- Aim of the exercise: State how many of the lines below contain the string "swim", with case counting. Reply with the number alone.

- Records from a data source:
==========
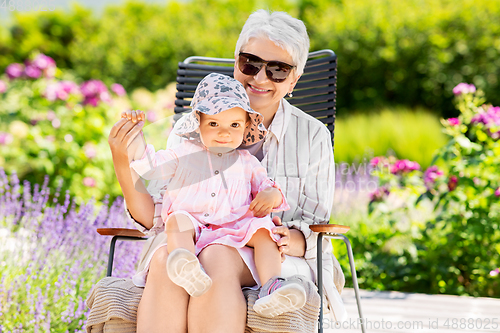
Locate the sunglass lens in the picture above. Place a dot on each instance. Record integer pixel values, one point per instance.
(249, 66)
(278, 72)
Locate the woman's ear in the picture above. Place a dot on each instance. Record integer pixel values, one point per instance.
(294, 82)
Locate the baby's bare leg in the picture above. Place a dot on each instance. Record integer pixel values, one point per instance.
(267, 255)
(180, 233)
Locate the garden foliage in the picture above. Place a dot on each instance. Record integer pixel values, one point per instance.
(51, 256)
(56, 124)
(399, 52)
(438, 230)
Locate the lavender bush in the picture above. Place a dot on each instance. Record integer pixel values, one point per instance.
(51, 256)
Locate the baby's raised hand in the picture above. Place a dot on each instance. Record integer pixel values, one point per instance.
(133, 115)
(265, 201)
(136, 147)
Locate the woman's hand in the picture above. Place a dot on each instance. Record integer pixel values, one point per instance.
(292, 241)
(265, 201)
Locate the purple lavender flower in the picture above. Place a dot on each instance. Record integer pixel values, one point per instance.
(32, 72)
(452, 183)
(118, 89)
(3, 87)
(464, 88)
(14, 71)
(453, 121)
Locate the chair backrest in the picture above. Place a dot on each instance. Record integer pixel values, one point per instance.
(315, 93)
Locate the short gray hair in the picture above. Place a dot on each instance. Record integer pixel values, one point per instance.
(285, 31)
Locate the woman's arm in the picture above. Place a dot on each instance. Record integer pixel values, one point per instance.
(140, 205)
(292, 241)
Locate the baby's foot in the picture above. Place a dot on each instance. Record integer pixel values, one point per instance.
(278, 296)
(185, 270)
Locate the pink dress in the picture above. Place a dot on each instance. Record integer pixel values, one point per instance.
(213, 189)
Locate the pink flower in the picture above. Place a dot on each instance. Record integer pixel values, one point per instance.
(376, 161)
(431, 174)
(51, 115)
(43, 62)
(489, 118)
(60, 90)
(94, 91)
(94, 101)
(379, 194)
(66, 88)
(5, 138)
(464, 88)
(118, 89)
(151, 116)
(14, 71)
(89, 182)
(404, 166)
(56, 123)
(32, 72)
(3, 87)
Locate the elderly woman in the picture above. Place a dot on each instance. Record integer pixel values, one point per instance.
(270, 55)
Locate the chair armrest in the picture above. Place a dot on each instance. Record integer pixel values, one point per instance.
(330, 228)
(120, 232)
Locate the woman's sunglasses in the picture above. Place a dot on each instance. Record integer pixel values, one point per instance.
(276, 71)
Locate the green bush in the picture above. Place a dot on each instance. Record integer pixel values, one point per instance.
(438, 231)
(408, 52)
(408, 134)
(390, 52)
(47, 130)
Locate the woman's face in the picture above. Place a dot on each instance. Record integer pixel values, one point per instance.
(265, 94)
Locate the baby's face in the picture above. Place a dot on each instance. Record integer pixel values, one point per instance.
(224, 129)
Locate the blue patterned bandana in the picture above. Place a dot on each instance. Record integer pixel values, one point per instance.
(217, 93)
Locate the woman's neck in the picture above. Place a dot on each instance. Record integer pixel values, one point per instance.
(268, 114)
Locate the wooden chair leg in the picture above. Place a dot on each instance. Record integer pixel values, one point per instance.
(353, 274)
(112, 250)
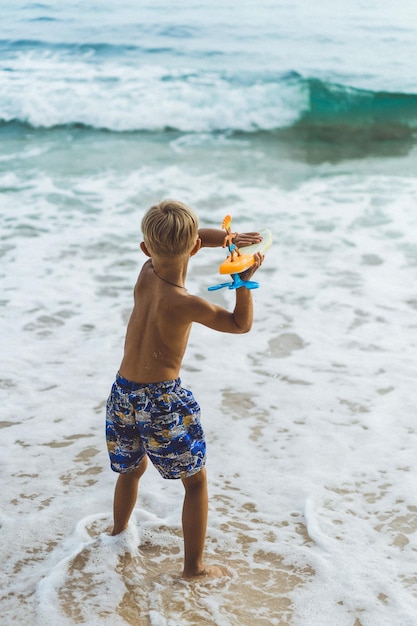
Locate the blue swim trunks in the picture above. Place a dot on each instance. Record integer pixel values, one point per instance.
(161, 420)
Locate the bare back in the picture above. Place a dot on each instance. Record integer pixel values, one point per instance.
(157, 335)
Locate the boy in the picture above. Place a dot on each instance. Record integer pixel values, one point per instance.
(149, 414)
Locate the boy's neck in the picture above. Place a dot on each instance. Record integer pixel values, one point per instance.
(171, 270)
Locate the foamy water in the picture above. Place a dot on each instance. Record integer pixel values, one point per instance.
(309, 418)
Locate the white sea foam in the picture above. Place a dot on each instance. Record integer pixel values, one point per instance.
(309, 418)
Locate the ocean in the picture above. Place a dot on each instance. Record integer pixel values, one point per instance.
(290, 115)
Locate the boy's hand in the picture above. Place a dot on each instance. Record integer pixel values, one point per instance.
(246, 239)
(247, 274)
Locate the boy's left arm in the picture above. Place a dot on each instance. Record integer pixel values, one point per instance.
(214, 238)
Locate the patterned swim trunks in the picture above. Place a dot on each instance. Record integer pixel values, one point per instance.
(161, 420)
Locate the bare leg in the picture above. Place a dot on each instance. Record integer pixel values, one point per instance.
(194, 525)
(125, 496)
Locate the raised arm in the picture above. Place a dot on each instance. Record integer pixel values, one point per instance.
(218, 318)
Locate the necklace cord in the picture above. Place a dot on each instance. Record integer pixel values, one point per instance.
(166, 281)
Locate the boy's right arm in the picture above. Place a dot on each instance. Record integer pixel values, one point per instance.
(218, 318)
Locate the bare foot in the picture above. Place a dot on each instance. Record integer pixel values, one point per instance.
(211, 571)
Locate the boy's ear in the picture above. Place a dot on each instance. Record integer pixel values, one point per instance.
(144, 248)
(196, 247)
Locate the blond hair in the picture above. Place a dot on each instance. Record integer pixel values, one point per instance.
(170, 228)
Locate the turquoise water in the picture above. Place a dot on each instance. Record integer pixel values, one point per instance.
(288, 115)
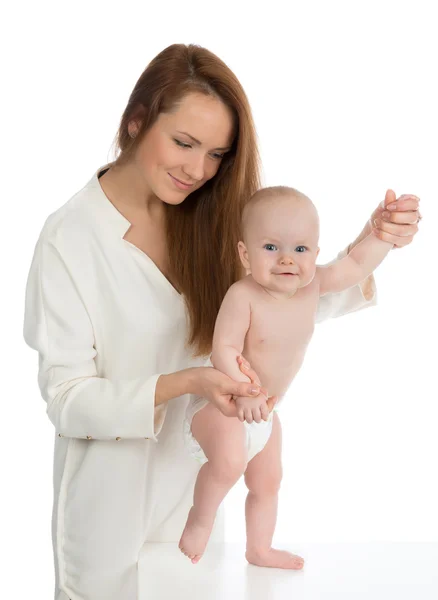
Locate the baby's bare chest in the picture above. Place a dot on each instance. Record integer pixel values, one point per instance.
(282, 327)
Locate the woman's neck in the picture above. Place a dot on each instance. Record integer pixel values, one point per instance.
(126, 189)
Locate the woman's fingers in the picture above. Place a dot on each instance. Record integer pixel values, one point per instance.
(397, 229)
(271, 402)
(397, 240)
(403, 204)
(409, 217)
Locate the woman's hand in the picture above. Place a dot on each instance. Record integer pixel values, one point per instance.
(219, 389)
(396, 220)
(264, 408)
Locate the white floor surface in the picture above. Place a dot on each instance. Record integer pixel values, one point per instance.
(363, 571)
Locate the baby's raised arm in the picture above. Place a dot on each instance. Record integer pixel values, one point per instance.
(232, 324)
(354, 268)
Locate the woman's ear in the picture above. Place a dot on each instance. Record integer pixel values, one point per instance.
(243, 253)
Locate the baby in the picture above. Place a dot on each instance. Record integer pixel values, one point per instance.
(268, 316)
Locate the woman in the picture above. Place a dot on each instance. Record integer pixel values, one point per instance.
(123, 291)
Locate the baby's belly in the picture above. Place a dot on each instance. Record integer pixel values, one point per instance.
(276, 372)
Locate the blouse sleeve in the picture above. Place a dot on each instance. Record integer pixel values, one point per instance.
(79, 403)
(355, 298)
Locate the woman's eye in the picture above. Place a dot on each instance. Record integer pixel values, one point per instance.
(181, 144)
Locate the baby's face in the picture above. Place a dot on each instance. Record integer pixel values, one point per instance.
(282, 244)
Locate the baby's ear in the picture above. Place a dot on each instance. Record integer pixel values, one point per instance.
(243, 253)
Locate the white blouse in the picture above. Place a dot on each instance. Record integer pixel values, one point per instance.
(106, 323)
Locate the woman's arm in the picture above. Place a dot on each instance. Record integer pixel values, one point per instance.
(80, 404)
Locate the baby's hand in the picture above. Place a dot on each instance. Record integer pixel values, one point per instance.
(249, 409)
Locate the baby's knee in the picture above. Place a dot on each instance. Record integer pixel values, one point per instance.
(264, 483)
(229, 468)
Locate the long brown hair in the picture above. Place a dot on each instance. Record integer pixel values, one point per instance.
(203, 231)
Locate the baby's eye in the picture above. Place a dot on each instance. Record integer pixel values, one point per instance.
(217, 155)
(181, 144)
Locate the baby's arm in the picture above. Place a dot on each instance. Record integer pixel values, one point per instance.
(355, 267)
(232, 324)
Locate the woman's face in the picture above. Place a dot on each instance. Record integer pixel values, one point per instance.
(184, 148)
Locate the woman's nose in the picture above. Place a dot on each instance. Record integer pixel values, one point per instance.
(195, 168)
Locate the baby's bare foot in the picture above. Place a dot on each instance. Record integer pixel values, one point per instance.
(195, 537)
(279, 559)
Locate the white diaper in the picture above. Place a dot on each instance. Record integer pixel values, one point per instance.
(257, 434)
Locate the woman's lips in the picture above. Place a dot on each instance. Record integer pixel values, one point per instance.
(180, 184)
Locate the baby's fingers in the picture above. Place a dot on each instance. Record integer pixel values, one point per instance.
(256, 415)
(248, 415)
(264, 411)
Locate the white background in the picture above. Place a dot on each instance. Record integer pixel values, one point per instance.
(344, 98)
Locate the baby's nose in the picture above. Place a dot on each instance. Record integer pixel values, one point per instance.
(287, 260)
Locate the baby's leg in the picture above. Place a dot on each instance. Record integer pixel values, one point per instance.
(223, 440)
(263, 478)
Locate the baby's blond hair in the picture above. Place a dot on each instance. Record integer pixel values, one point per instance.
(269, 195)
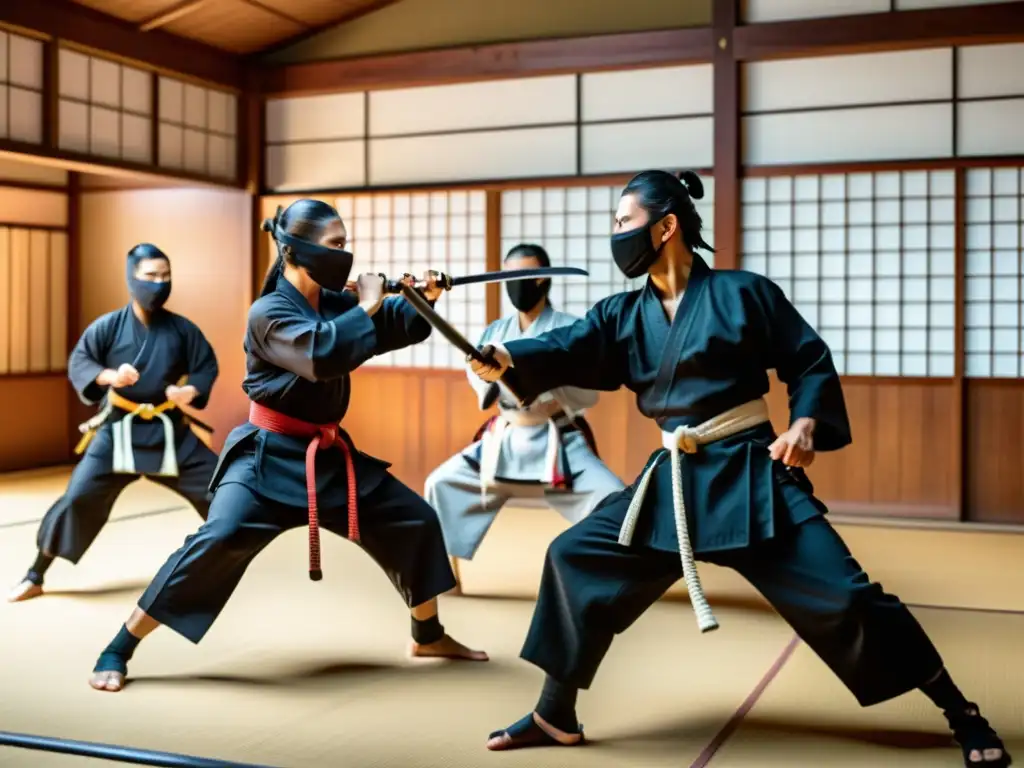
==========
- Result for this task: 2